Narcissism or Autism?

Destructive narcissism has its onset in childhood, the consequence of emotional damage inflicted by parents, authority figures, siblings or peers. For instance, if a person is relentlessly demeaned as a child, the likelihood increases that they will seek to bolster their diminished sense of self-worth with self-serving behavior and a compensatory demeanor of arrogance.

Destructive narcissism is a distortion of emotional development, whereas autism is a distinct pattern of neurological development, the potential for which is laid out in the genetic structure, which diverges from the neurologically typical pattern, . Narcissism is a maladaptive manifestation of a child's broken spirit; autism's in the wiring.

Narcissists tend to be oriented outward, depending for their sense of self-worth on the validation of others. They have a deep need to be admired by others. Autists are generally inwardly focused, find their motivation within themselves, and are not particularly driven to impress others.

Narcissists tend to be preoccupied with impression management, and will do whatever it takes to look good and to satisfy their appetites. They tend to be interpersonally manipulative, exploitive and dishonest. These are not characteristics of autism. Autistic people are by nature direct and honest.

:::

**EXPLORE THE MATERIAL:**
• 1. In the text on narcissism and autism, list the sources of emotional damage that it names as causing destructive narcissism in childhood.
• 2. Resume the text on narcissism and autism from its final sentence, adding a paragraph or two.
You won't need the records that come after this text.

Data taken from a collection:
:::

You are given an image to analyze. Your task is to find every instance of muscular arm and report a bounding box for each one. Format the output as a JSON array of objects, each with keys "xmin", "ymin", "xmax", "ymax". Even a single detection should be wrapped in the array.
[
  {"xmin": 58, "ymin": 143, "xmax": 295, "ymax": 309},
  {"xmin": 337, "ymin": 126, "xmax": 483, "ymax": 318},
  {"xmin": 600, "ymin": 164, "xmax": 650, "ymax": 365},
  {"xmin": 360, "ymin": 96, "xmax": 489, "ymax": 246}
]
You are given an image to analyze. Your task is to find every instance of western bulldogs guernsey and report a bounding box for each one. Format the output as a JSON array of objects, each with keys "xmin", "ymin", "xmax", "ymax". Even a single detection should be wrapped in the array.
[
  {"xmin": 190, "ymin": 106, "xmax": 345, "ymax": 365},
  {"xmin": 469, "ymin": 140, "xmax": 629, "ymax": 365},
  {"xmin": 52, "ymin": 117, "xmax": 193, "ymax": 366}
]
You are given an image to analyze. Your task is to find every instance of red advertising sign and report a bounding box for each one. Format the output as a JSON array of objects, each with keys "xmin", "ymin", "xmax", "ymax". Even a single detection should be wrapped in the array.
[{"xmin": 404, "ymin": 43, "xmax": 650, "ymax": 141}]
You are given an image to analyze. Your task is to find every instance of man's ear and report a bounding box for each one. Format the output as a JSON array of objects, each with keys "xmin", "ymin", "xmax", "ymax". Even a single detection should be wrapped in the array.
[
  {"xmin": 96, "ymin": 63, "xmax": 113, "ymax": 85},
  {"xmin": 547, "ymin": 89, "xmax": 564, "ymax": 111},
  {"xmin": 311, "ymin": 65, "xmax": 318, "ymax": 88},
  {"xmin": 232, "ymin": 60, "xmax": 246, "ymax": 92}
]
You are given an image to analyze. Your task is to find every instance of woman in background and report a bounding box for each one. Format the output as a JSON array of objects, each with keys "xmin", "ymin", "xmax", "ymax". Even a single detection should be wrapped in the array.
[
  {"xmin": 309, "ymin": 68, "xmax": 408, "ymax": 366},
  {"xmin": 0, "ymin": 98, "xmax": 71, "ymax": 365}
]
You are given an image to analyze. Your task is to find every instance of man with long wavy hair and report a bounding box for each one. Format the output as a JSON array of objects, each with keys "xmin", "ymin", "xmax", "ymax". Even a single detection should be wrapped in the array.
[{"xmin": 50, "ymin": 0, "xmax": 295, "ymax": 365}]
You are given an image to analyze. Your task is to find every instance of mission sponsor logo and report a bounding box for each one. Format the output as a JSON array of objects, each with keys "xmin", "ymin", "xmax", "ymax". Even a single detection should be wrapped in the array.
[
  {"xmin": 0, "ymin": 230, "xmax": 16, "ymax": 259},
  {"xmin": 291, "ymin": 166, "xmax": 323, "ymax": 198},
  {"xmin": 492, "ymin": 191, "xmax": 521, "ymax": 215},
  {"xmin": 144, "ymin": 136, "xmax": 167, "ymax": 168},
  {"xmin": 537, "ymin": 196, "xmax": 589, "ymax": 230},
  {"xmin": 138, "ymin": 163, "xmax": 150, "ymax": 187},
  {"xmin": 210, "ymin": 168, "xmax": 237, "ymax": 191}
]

:::

**ANSWERS PER TASK:**
• 1. Parents, authority figures, siblings, peers

• 2.
Narcissists tend to be adept at nonverbal communication, particularly eye contact. A great deal of manipulative interaction occurs through the medium of the gaze — to persuade, intimidate, seduce, deceive. Nonverbal signals tend to fly under an autistic person's radar, and eye contact is often difficult or inconsistent for them.

Narcissus did not love his own essence; rather, he became infatuated with a reflection -- an immaterial image, outside himself -- a fantasy.

I am reminded of Jane Meyerding's analogy of the hollow core and the solid core (and also of her caveat that the analogy is descriptive, not pejorative):

"Some of us are solid core... and some of us are hollow core. The hollow cores need outside help to find the proper center of gravity that will allow them to orient themselves in society."

Narcissism is characterized by a hollow core.